• _WRITTEN PROBLEM_: Convert the records below, from the line containing "If you could indicate the utility" through the line containing "point(69, 231)", inclusive, into a Markdown table with the columns Row and Line. Number each line in order and leave out blank lines.

• _RECORD EXTRACTS_:

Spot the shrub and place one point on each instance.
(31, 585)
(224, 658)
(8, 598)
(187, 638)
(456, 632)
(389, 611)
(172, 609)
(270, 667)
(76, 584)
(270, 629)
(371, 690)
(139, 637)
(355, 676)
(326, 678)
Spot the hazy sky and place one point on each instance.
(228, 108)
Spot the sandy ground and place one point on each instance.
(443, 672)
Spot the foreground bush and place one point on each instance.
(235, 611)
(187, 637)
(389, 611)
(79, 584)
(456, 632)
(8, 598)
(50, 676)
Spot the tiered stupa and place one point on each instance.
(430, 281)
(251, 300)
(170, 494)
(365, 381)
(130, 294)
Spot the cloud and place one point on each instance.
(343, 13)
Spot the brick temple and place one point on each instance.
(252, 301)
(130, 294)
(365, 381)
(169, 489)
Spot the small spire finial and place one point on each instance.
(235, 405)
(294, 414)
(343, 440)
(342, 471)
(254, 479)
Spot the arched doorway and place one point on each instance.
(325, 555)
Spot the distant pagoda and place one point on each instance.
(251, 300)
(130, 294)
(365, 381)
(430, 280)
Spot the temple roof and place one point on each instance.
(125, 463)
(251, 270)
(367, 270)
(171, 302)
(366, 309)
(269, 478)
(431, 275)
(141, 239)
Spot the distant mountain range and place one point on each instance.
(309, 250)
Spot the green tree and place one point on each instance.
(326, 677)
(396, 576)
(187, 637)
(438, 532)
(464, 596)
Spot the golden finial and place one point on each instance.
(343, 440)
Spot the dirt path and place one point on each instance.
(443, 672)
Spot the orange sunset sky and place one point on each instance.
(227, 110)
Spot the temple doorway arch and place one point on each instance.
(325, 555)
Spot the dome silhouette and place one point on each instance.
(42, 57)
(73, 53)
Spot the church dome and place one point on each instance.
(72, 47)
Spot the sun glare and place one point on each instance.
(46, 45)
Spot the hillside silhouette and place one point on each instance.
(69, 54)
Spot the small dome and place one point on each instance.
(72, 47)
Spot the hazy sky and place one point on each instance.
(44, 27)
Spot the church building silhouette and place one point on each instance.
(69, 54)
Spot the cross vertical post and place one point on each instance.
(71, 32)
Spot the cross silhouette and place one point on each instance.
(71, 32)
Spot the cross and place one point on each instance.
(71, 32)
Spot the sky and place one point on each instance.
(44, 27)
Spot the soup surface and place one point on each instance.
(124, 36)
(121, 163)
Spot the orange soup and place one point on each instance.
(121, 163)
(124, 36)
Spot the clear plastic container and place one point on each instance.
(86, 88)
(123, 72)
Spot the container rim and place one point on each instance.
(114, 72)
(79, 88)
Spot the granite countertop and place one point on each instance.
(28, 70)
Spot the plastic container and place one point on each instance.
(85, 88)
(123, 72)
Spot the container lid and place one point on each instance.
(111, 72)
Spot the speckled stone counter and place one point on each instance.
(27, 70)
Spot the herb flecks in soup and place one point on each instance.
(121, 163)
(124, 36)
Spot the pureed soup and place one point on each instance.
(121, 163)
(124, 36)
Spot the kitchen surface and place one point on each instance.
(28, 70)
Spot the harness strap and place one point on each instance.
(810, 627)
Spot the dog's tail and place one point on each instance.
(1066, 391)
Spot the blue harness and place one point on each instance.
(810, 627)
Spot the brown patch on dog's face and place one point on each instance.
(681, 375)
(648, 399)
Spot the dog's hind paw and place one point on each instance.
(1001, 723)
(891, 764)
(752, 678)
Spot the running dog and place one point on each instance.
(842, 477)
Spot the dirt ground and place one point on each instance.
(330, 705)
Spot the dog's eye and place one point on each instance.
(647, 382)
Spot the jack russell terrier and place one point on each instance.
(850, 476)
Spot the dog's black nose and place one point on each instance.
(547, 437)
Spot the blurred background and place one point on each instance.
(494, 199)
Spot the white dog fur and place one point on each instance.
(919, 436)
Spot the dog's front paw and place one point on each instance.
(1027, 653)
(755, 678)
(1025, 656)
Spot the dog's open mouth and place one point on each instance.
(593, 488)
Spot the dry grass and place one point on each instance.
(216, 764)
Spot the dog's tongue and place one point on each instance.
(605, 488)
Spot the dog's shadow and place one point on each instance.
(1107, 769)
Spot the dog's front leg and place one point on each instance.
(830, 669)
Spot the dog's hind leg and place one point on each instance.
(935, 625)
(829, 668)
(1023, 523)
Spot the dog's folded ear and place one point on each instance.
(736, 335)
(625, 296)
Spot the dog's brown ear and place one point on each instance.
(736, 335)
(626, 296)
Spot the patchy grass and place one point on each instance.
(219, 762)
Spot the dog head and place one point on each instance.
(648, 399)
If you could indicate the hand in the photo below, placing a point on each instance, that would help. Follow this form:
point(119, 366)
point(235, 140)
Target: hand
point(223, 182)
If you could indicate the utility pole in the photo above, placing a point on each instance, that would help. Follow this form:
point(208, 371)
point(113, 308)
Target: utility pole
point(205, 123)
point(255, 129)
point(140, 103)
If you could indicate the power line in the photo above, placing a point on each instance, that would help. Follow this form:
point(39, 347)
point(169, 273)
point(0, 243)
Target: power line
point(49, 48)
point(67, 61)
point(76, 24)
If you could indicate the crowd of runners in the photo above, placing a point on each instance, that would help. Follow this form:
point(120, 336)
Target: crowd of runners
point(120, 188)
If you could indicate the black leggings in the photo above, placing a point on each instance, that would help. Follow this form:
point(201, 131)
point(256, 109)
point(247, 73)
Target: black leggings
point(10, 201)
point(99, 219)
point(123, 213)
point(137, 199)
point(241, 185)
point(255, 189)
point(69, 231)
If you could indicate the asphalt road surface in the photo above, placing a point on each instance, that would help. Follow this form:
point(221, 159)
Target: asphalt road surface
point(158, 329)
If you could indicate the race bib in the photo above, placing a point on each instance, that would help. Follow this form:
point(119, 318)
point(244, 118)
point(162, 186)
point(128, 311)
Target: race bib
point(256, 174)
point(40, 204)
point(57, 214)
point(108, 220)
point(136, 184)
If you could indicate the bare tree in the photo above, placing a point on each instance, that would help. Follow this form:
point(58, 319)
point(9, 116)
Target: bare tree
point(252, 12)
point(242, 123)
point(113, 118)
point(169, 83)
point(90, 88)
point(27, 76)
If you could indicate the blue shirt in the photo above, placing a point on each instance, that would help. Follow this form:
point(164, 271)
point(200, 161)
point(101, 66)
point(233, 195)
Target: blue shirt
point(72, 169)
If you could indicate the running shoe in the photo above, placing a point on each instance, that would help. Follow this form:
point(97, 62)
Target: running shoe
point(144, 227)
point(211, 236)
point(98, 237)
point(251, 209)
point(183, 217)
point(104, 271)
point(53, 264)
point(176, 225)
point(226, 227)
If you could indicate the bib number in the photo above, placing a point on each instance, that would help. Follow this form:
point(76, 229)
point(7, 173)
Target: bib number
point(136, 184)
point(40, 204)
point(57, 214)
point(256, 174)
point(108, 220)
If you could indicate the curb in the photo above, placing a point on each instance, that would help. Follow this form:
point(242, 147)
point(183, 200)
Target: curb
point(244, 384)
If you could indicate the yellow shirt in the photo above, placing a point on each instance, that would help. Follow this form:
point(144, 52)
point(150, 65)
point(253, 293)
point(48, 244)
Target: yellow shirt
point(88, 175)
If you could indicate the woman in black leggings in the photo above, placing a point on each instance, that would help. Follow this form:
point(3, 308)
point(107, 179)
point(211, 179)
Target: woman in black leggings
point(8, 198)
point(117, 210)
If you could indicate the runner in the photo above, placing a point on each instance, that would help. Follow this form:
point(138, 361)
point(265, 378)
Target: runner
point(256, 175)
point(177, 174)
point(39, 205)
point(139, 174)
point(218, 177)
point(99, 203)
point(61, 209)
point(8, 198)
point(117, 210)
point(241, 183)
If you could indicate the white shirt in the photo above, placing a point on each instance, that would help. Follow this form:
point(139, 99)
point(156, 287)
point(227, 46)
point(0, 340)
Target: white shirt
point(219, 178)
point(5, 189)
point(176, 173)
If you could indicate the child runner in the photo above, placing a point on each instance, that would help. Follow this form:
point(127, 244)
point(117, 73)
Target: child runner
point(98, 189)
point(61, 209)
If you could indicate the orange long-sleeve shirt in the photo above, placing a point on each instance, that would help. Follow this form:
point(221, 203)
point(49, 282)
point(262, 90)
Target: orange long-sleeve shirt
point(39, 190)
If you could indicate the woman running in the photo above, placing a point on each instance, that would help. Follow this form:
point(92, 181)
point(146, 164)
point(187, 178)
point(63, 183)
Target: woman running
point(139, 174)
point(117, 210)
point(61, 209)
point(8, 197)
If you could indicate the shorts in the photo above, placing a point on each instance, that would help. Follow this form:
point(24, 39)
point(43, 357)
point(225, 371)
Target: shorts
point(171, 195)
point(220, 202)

• _RESULT OF THE TASK_:
| Row | Line |
|---|---|
| 1 | If you could indicate the utility pole in the photo above, placing a point on each instance, that would help. Follow this form: |
| 2 | point(208, 371) |
| 3 | point(113, 308) |
| 4 | Target: utility pole |
| 5 | point(205, 123) |
| 6 | point(255, 129) |
| 7 | point(140, 103) |
| 8 | If you could indicate the power line in the photo above, placing a point on each instance, that would help. Follow this form: |
| 9 | point(39, 347) |
| 10 | point(169, 273) |
| 11 | point(0, 243) |
| 12 | Target: power line |
| 13 | point(49, 48) |
| 14 | point(67, 61) |
| 15 | point(76, 24) |
| 16 | If you could indicate the crowd of runners in the photo above, placing a point on each instance, that would help. Follow this form: |
| 17 | point(120, 336) |
| 18 | Target: crowd of runners |
| 19 | point(120, 188) |
| 20 | If you could indicate the black leggings in the photo above, placing a point on each instance, that would help. Follow this form: |
| 21 | point(201, 131) |
| 22 | point(256, 109) |
| 23 | point(247, 73) |
| 24 | Target: black leggings |
| 25 | point(10, 201) |
| 26 | point(99, 219) |
| 27 | point(123, 213) |
| 28 | point(137, 199) |
| 29 | point(241, 185) |
| 30 | point(255, 189) |
| 31 | point(69, 231) |